Montage Une : Laurent Rullier pour Basket Retro

1949, la BAA (qui n’avait pas encore fusionné avec la NBL et ne s’appelait pas encore NBA) n’en est qu’à sa troisième saison. Malgré son statut de meilleure ligue de basketball professionnel du pays, les fans ne portaient que peu d’intérêt à cette ligue récente. La NCAA et l’ensemble du basketball universitaire avaient une popularité indétrônable à cette période, freinant le développement d’une ligue professionnelle. C’est ainsi que Maurice Podoloff et les dirigeants de la Ligue ont décidé de créer la règle du territorial pick (choix territorial) afin de tirer la couverture vers eux et gagner en popularité.

L’objectif est clair : ramener les fans de basketball universitaire dans les salles des franchises proches afin de continuer à suivre leurs joueurs préférés. Cette règle permettait aux franchises de choisir un joueur dit « local » c’est-à-dire issu d’une université dans un rayon de 50 miles (environ 80km) avant le début de la draft. Par moment, le 1st pick de la draft n’était en réalité que le troisième choix. A l’exception de deux joueurs qui ont pu bénéficier d’une dérogation, le territorial pick a servi de passerelle pour les fans vers le basketball professionnel pendant la totalité des 50’s et le début des 60’s.

Imaginez votre franchise préférée passer à côté d’un talent générationnel car celui-ci a effectué son cursus universitaire dans une fac proche d’une autre franchise et que celle-ci ait gelé vos espoirs… Cette règle a évidemment pesé sur l’histoire pour le meilleur comme pour le pire. Lorsqu’il s’agissait de sélectionner un joueur avec le territorial pick, c’était en général des joueurs pressentis être dans les premiers choix (parfois considérés comme meilleurs que le premier choix). Certaines classes de draft ont vu des légendes se faire sélectionner avec le choix local. En 1949, Ed Macauley (St Louis) est entré dans l’histoire comme étant le premier joueur à être sélectionné avec le territorial pick (par les St Louis Bombers) ; cette même cuvée voit par ailleurs les Minneapolis Lakers jeter leur dévolu sur Vern Mikkelsen (Hamline), l’un des piliers de la première dynastie de l’histoire aux côtés de George Mikan. Un an plus tard, les Philadelphia Warriors choisissent Paul Arizin (Villanova), le visage de la franchise pendant toute une décennie , ces mêmes Warriors qui ont assuré leur avenir pour les 60’s en draftant Guy Rodgers (Temple) en 1958 puis Wilt Chamberlain (Kansas) en 1959. En 1956, les Boston Celtics ont réalisé sans doute le meilleur coup de l’histoire de la draft grâce à leur coach et GM Red Auerbach. Ils récupèrent Bill Russell dans un trade avec les St Louis Hawks (pour Cliff Hagan et Ed Macauley), draftent KC Jones et profitent de leur choix local pour prendre Tom Heinsohn (Holy Cross). En un soir, ils sont parvenus à ajouter trois pierres à l’édifice de la plus grande dynastie de tous les temps. Les Cincinnati Royals ne sont pas en reste non plus puisqu’ils ont mis la main sur Oscar Robertson (Cincinnati) en 1960, puis sur Jerry Lucas (OHIO) deux ans plus tard constituant leur duo phare des 60’s. Cette même draft 1962 a vu les Detroit Pistons obtenir son futur coéquipier aux New-York Knicks Dave Debusschere (Michigan). La draft 1965 est la dernière draft où des joueurs ont été sélectionnés avec le territorial pick. Les New York Knicks ont choisi Bill Bradley (Princeton) tandis que les Los Angeles Lakers ont acquis le joueur star de UCLA Gail Goodrich.

Enregistrements de boîtes étiquetées:
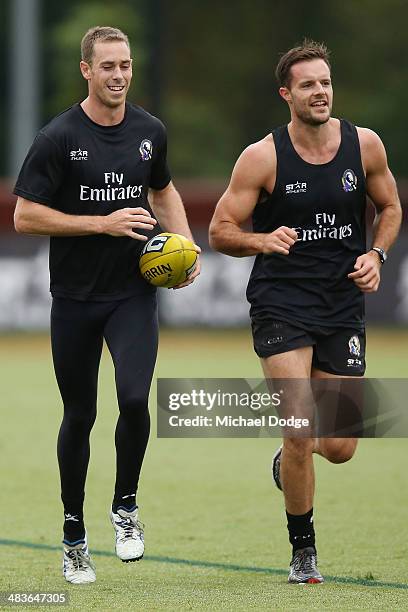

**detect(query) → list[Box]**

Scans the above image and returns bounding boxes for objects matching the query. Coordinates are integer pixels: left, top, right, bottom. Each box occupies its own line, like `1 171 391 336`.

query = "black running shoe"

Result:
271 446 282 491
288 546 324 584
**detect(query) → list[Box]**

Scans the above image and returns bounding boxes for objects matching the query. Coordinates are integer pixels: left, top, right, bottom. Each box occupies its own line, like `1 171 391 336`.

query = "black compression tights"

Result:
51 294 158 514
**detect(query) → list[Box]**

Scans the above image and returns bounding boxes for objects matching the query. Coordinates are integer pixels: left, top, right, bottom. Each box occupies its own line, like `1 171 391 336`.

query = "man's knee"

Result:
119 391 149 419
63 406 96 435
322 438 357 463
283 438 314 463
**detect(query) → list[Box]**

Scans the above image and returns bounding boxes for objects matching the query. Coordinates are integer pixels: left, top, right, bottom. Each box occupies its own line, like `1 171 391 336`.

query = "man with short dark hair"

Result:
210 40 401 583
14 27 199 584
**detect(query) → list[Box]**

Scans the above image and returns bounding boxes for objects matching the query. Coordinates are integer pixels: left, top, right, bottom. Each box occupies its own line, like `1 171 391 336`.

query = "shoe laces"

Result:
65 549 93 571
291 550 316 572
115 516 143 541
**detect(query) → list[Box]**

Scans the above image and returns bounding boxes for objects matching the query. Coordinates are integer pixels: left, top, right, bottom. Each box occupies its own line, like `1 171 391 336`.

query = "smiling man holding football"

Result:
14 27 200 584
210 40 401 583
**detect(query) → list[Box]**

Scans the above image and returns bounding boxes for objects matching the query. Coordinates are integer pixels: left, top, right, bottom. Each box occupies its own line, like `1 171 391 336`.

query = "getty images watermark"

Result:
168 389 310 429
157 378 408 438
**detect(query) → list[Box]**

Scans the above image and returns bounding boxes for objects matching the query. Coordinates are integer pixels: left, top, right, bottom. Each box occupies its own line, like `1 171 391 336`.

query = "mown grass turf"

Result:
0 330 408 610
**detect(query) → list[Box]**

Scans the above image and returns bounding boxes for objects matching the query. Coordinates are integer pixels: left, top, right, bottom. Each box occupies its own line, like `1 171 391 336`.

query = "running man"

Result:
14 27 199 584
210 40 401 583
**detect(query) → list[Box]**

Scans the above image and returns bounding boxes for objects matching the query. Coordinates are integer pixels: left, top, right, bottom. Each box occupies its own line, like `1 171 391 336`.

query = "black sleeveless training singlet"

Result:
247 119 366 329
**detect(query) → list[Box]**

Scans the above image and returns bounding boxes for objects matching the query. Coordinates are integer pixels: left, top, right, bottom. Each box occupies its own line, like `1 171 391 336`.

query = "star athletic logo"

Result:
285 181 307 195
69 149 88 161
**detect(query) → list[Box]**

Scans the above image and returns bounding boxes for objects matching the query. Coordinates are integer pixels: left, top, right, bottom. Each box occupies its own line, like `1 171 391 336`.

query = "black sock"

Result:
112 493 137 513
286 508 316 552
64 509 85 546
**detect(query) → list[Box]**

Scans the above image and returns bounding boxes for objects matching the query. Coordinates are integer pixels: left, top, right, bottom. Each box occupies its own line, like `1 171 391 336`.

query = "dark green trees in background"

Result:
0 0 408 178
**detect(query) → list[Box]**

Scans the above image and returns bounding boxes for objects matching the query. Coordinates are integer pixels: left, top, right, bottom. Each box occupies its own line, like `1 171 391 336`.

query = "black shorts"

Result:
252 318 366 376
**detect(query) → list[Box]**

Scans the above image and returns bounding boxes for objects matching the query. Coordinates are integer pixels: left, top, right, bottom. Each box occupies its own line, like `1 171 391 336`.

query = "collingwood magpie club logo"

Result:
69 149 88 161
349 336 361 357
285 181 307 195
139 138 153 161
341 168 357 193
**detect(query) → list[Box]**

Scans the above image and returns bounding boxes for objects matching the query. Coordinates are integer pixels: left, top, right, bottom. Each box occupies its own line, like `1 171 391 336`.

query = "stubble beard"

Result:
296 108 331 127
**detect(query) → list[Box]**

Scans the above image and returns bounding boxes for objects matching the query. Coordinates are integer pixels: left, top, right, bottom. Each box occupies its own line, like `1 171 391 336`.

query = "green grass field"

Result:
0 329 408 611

▸ Travail à réaliser
1. Mettez à jour le passage de l'article sur le territorial pick qui s'ouvre sur les mots contenant "Montage Une : Laurent" et se referme sur "gagner en popularité.", en remplaçant "BAA" par "Basketball Association of America".
2. Répondez à ces questions d'après l'article sur le territorial pick.
(a) Dans quel rayon autour de sa franchise un joueur devait-il avoir fait son université pour être considéré comme « local » ?
(b) Quel joueur a été le premier sélectionné avec le territorial pick, et par quelle équipe ?
(c) En quelle année a eu lieu la dernière draft comportant des sélections avec le territorial pick ?
3. Poursuivez la rédaction de l'article sur le territorial pick après sa dernière phrase.
Les items ne servent pas pour ce travail.

▸ Réponses par tâche
1.
Montage Une : Laurent Rullier pour Basket Retro

1949, la Basketball Association of America (qui n’avait pas encore fusionné avec la NBL et ne s’appelait pas encore NBA) n’en est qu’à sa troisième saison. Malgré son statut de meilleure ligue de basketball professionnel du pays, les fans ne portaient que peu d’intérêt à cette ligue récente. La NCAA et l’ensemble du basketball universitaire avaient une popularité indétrônable à cette période, freinant le développement d’une ligue professionnelle. C’est ainsi que Maurice Podoloff et les dirigeants de la Ligue ont décidé de créer la règle du territorial pick (choix territorial) afin de tirer la couverture vers eux et gagner en popularité.

2.
(a) Dans un rayon de 50 miles, soit environ 80 km.
(b) Ed Macauley, sélectionné par les St Louis Bombers en 1949.
(c) En 1965.

3.
Bill Bradley (à gauche) et Dave Debusschere (à droite), deux joueurs des New-York Knicks qui ont été drafté avec un territorial pick (crédits: George Kalinsky)

Cependant, deux joueurs ont fait exception à cette règle avec une dérogation. Il s’agit de Wilt Chamberlain et de Jerry Lucas qui ont grandi dans un rayon de 50 miles mais qui ont été dans une fac d’un autre Etat.

Evidemment, les Boston Celtics n’étaient jamais les derniers lorsqu’il s’agissait de jouer avec les règles et auraient pu anéantir les espoirs de titres de toutes les franchises pendant 15 ans. En effet, Wilt Chamberlain et Bill Russell auraient pu jouer ensemble aux Celtics grâce à cette règle :

« Lorsqu’il était en troisième année au lycée Overbook à Philadelphie, plus de 200 Universités ont tenté de le recruter. L’entraîneur des Celtics Red Auerbach s’était tellement épris de Wilt qu’il tenta en vain de le faire venir dans une Université en Nouvelle Angleterre, afin que les Celtics puissent le drafter en tant que choix local. »
(NBA Love Story)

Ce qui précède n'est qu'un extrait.